While there can be variance between brands, models, and eras, the most commonly used S.M.A.R.T. attributes are fairly consistent across all hard drives. You will always have attribute #9, which indicates power-on hours: how many hours the drive has been fully powered. In a 24/7 NAS, these accrue at 8,760 hours per year. You should always bear in mind how old the drives are in your NAS and be more open to the idea of proactive replacement with every 10,000-hour milestone beyond the first 30,000 youthful hours. This drive is 55,101 hours old and is thus in “middle age”.

Attribute #194 (and sometimes also a second attribute) indicates the current drive temperature,6 in Celsius. Unless in heavy usage (or undergoing a ZFS scrub), a properly ventilated internal drive should be somewhere around 5 to 12 degrees Celsius above room temperature. In the room of this example server, the air temperature is 21.1C, so the reported value of 28C is as expected. Active hard drives, hard drives with higher RPMs, or hard drives in tighter cases or configurations, would run hotter. There are hundreds of opinions on the matter of acceptable hard drive temperature ranges7, but sensible people try to keep their NAS drives as close to ambient as they can. Most certainly below 50C, as higher temperatures, even when “in spec”, clearly prove to be detrimental to longevity in study after study.

The attributes highlighted in red will give you a warning that your hard drive’s spinning media is beginning to degrade. When a hard drive is in excellent health, all these numbers should be 0, as you see in the above case. While you can (and should) look up the meaning of these attributes, non-zero values here are usually the first sign that something may be wrong. Depending on your own tolerances, you may want to immediately replace the drive the minute any of these is non-zero (which I do). Alternatively, you might carefully monitor these numbers–if they are very small and not rising regularly, then the drive may not be in any immediate danger.

Automating S.M.A.R.T. Monitoring for Your FreeBSD-Based NAS

Ultimately, you will be relying on smartd(8) to automatically monitor the S.M.A.R.T. information for your drives. This service is very easy to configure, and a line like this in /usr/local/etc/smartd.conf is all you need:

DEFAULT -a -n never -W 0,34,39 -m [email protected] 
  • DEFAULT indicates that unless otherwise specified, the settings apply to all devices.

=-=-=-=-=

Exercises to complete:
(a) Please repeat everything in the S.M.A.R.T. monitoring excerpt from "The attributes highlighted" down to "any immediate danger.", word for word.
(b) Condense the paragraph of the S.M.A.R.T. monitoring excerpt that opens with "While there can be variance between brands" into a short bulleted list that keeps its main facts.
(c) Resume the S.M.A.R.T. monitoring excerpt after its final line.
The listing placed after this note has no role in this exercise.

Records from a data collection:
=-=-=-=-=

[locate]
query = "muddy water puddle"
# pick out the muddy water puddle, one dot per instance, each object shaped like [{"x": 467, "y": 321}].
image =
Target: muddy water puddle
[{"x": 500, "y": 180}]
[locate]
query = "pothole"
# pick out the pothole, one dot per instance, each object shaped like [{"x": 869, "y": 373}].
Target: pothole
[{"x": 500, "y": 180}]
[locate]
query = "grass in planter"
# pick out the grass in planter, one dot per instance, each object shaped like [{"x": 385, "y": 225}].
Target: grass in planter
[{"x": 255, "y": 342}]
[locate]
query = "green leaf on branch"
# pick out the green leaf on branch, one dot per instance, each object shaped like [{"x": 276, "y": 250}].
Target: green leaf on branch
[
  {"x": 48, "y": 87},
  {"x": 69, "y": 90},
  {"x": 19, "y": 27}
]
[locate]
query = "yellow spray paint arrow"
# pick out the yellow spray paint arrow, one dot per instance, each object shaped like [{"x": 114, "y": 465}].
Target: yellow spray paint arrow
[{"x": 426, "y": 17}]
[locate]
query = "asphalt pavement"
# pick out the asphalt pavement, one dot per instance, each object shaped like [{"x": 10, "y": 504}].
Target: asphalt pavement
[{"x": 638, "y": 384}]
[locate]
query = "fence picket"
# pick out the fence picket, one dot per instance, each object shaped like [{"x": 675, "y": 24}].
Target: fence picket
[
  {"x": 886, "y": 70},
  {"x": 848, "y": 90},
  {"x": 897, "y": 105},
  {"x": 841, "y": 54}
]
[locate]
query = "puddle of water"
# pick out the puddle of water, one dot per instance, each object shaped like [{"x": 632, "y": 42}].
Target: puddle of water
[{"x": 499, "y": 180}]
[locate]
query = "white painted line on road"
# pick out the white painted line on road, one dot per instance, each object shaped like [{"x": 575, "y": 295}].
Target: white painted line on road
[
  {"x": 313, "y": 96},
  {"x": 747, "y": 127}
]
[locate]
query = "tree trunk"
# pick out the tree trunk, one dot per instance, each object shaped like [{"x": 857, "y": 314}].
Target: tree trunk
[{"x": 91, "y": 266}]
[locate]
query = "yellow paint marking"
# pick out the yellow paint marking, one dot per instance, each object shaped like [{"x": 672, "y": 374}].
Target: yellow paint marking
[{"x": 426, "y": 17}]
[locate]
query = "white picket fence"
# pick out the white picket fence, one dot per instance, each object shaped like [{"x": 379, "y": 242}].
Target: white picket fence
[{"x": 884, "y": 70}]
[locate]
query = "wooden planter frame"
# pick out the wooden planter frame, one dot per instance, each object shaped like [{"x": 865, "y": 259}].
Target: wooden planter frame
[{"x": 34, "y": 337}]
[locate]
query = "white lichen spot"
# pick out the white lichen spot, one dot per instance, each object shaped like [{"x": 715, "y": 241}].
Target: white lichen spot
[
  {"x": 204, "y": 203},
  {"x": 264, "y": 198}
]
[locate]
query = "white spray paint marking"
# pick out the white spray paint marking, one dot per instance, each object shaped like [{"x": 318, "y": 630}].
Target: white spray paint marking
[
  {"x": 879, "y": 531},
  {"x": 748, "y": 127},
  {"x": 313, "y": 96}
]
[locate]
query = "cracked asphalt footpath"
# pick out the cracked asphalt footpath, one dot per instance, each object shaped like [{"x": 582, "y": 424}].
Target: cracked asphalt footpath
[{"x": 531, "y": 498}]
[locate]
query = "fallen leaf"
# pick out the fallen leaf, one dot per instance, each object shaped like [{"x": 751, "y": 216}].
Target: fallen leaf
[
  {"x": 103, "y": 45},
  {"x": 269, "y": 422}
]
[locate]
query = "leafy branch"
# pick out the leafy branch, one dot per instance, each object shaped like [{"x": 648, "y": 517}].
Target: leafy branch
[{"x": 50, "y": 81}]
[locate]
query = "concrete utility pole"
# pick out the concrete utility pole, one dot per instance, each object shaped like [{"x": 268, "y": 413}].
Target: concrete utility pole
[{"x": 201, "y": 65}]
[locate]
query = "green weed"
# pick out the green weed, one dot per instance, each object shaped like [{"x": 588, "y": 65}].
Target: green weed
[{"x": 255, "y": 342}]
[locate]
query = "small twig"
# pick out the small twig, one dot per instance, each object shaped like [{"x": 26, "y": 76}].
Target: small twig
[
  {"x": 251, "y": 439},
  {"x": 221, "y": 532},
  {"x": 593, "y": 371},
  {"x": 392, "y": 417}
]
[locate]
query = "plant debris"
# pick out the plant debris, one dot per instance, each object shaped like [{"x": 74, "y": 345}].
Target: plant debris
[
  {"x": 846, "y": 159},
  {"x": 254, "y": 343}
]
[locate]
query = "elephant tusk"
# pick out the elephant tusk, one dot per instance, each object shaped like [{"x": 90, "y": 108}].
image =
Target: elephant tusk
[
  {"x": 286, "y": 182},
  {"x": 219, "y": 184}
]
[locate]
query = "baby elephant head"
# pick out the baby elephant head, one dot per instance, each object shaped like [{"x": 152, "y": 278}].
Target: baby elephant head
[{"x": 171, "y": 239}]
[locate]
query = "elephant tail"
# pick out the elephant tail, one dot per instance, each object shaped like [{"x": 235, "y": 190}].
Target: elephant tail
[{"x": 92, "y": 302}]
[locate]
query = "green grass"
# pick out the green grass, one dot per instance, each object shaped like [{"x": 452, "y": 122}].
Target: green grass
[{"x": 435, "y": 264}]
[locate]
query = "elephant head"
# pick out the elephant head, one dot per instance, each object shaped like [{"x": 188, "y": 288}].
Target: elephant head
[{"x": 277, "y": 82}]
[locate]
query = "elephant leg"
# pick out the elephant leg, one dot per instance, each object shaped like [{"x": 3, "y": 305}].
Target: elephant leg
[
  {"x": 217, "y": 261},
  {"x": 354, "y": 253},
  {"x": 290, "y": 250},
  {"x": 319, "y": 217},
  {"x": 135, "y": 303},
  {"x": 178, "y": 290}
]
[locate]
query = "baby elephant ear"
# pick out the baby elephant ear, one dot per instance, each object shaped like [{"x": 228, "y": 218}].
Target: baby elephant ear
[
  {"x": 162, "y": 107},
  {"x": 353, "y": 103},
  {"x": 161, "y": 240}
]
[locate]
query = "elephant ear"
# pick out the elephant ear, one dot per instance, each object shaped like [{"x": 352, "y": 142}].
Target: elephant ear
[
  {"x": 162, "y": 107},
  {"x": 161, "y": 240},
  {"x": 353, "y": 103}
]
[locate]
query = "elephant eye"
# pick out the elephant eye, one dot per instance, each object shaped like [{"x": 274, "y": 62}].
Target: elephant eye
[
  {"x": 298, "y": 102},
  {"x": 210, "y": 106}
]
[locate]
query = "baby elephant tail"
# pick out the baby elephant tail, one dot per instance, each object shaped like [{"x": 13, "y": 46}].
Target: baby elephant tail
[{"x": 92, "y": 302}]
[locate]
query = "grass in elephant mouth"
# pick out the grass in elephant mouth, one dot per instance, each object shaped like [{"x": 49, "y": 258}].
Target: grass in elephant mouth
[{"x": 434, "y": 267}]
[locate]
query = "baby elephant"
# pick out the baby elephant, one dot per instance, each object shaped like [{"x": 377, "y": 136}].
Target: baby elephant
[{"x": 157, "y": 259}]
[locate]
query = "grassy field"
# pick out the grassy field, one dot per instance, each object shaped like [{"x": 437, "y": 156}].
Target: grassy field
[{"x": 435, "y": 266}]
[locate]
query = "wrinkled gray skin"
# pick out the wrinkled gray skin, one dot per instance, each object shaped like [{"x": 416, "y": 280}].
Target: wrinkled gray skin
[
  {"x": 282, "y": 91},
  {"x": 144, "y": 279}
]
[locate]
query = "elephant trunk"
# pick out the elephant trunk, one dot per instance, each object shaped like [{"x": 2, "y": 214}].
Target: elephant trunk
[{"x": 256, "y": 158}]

=-=-=-=-=

Results by task:
(a)
The attributes highlighted in red will give you a warning that your hard drive’s spinning media is beginning to degrade. When a hard drive is in excellent health, all these numbers should be 0, as you see in the above case. While you can (and should) look up the meaning of these attributes, non-zero values here are usually the first sign that something may be wrong. Depending on your own tolerances, you may want to immediately replace the drive the minute any of these is non-zero (which I do). Alternatively, you might carefully monitor these numbers–if they are very small and not rising regularly, then the drive may not be in any immediate danger.

(b)
- The most common S.M.A.R.T. attributes are fairly consistent across hard drives, despite some variance between brands, models, and eras.
- Attribute #9 shows power-on hours, the hours the drive has been fully powered.
- A 24/7 NAS accrues 8,760 of these hours per year.
- Past the first 30,000 hours, each further 10,000-hour milestone is a reason to be more open to proactive replacement.
- The example drive is 55,101 hours old, which puts it in "middle age."

(c)
  • -a indicates a number of standard settings that any reasonable person would want for general hard drives. “I want to know about any of those crucial attributes, for example, 197 and 198 going above zero” is one of those, for instance. “I want to know if any test fails” is another.
  • -n never is an indication to always check the drive at regular intervals without exception (this is appropriate for a 24/7 NAS).
  • -W [t1,t2,t3] indicates various warning temperatures in Celsius. The first number is a temperature delta (0 means off), the second is a first warning, and the third is a more shrill warning. You should adjust these to be some comfortable amount above your expected temperatures.
  • -m, of course, is the email address that a warning should go to (consider installing ssmtp from ports or packages to enable simple forwarding of system email to, say, your Gmail).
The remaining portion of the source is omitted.